### Gegeven tekst
──────────

13.3.Naar voorlopig oordeel van de voorzieningenrechter is verder niet aannemelijk geworden, ondanks dat verzoeksters kan worden toegegeven dat de motivering in het bestreden besluit op dit punt summier is, dat het bestreden besluit in strijd met de Omgevingsvisie en Verordening van de provincie is genomen. De voorzieningenrechter kan volgen dat het provinciale beleid het realiseren van een woning buiten het stedelijk gebied niet uitsluit. Woningbouw aansluitend aan het bestaand stedelijk gebied, zoals in dit geval, is onder voorwaarden mogelijk. Dat volgt ook uit de artikelen 1.1.1, tweede lid, 1.3.1 en hoofdstuk 3 van de Verordening. Het is de voorzieningenrechter op grond van wat verzoeksters hebben aangevoerd niet gebleken dat van strijdigheid met deze bepalingen sprake is. Dat geldt evenmin voor de door verzoeksters gestelde strijd met de Omgevingsvisie. Daarbij stelt de voorzieningenrechter vast dat verzoeksters in hun beroepsgronden zelf ook wijzen op een passage dat woningbouw buiten het bestaand bebouwd gebied onder voorwaarden mogelijk is. Dat is het geval wanneer in bestaand bebouwd gebied niet aan de behoefte kan worden voorzien. Het college heeft aangegeven dat die situatie zich voordoet in het geval van dit specifieke project. Naar voorlopig oordeel van de voorzieningenrechter is dat navolgbaar. De voorzieningenrechter merkt in dat verband nog op dat op zitting door het college en vergunninghouder is aangegeven dat het bouwplan in vooroverleg is voorgelegd aan de provincie Fryslân. Daar is geen nadere reactie op ontvangen, zoals ook volgt uit de Nota. De voorzieningenrechter constateert verder dat de provincie Fryslân geen zienswijze heeft ingediend tegen het ontwerpbesluit. Niet is gebleken dat de provincie niet kan instemmen met het bestreden besluit.

──────────

### Opdrachten
(1) Beantwoord de volgende vragen over de uitspraak over het bouwplan.
(a) Aan welke provincie is het bouwplan in vooroverleg voorgelegd?
(b) Welke bepalingen van de Verordening noemt de voorzieningenrechter?
(c) In welk geval is woningbouw buiten het bestaand bebouwd gebied volgens de aangehaalde passage mogelijk?
(2) Stel voor elke bewering vast of die klopt met de uitspraak over het bouwplan. Antwoord met ja of nee en citeer de woorden uit de uitspraak die dat bepalen.
(a) De provincie Fryslân heeft een zienswijze ingediend tegen het ontwerpbesluit.
(b) De voorzieningenrechter erkent dat de motivering in het bestreden besluit op dit punt summier is.
(c) Het provinciale beleid sluit het realiseren van een woning buiten het stedelijk gebied uit.
(3) Geef het vervolg van de uitspraak over het bouwplan, te beginnen na de laatste zin.
Het materiaal hierna is afkomstig uit een andere bron.

──────────

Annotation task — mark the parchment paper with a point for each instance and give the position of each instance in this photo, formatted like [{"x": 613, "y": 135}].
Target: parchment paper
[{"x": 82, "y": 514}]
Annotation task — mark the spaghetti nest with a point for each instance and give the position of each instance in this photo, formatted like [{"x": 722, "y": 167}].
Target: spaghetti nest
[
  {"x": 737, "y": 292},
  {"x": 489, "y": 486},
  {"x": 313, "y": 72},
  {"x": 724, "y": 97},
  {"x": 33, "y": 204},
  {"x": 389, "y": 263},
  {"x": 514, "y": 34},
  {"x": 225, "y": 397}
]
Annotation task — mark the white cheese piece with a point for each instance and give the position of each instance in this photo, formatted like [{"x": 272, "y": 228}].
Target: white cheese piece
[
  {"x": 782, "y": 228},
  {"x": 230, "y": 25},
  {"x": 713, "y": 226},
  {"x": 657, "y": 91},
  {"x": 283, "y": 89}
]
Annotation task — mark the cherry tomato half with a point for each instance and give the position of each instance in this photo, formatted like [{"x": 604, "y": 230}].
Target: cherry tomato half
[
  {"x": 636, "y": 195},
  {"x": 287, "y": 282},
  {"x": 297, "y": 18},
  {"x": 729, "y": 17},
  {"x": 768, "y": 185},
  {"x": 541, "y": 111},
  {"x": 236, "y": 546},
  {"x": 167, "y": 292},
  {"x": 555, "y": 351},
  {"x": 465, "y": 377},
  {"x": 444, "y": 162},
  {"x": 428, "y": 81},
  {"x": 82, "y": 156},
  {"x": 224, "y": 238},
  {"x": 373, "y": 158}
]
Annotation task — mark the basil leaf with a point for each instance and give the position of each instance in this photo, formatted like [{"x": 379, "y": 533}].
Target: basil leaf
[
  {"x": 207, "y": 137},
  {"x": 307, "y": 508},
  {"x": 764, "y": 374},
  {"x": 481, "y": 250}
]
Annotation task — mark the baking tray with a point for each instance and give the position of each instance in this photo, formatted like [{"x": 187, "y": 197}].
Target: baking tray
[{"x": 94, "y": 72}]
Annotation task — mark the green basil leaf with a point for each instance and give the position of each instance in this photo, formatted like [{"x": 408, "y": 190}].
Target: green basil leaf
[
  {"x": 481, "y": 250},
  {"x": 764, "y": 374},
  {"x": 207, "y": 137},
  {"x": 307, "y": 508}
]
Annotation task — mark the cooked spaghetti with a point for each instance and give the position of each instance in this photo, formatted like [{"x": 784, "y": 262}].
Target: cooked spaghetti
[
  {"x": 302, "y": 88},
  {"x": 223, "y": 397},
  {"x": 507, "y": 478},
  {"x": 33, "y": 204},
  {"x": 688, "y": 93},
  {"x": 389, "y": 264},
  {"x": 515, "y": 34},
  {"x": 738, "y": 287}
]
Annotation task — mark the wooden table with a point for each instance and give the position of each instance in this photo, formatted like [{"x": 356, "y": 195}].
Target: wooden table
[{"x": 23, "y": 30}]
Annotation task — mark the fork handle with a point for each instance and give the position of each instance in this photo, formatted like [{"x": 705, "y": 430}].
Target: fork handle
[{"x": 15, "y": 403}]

──────────

### Antwoorden per opdracht
(1)
(a) Aan de provincie Fryslân.
(b) De artikelen 1.1.1, tweede lid, en 1.3.1 en hoofdstuk 3 van de Verordening.
(c) Wanneer in bestaand bebouwd gebied niet aan de behoefte kan worden voorzien.

(2)
(a) Nee: "de provincie Fryslân geen zienswijze heeft ingediend tegen het ontwerpbesluit".
(b) Ja: "ondanks dat verzoeksters kan worden toegegeven dat de motivering in het bestreden besluit op dit punt summier is".
(c) Nee: "het provinciale beleid het realiseren van een woning buiten het stedelijk gebied niet uitsluit".

(3)
14. Verzoeksters stellen verder dat als deze omgevingsvergunning in stand blijft, er geen reden is om soortgelijke aanvragen af te wijzen. De voorzieningenrechter volgt verzoeksters niet in hun betoog. De verleende omgevingsvergunning geeft naar voorlopig oordeel van de voorzieningenrechter geen garantie dat soortgelijke aanvragen ook worden toegewezen. Het college zal ten aanzien van elke aanvraag de situatie ter plaatse moeten beoordelen en een nieuwe belangenafweging moeten maken. Dat heeft het college op zitting ook te kennen gegeven.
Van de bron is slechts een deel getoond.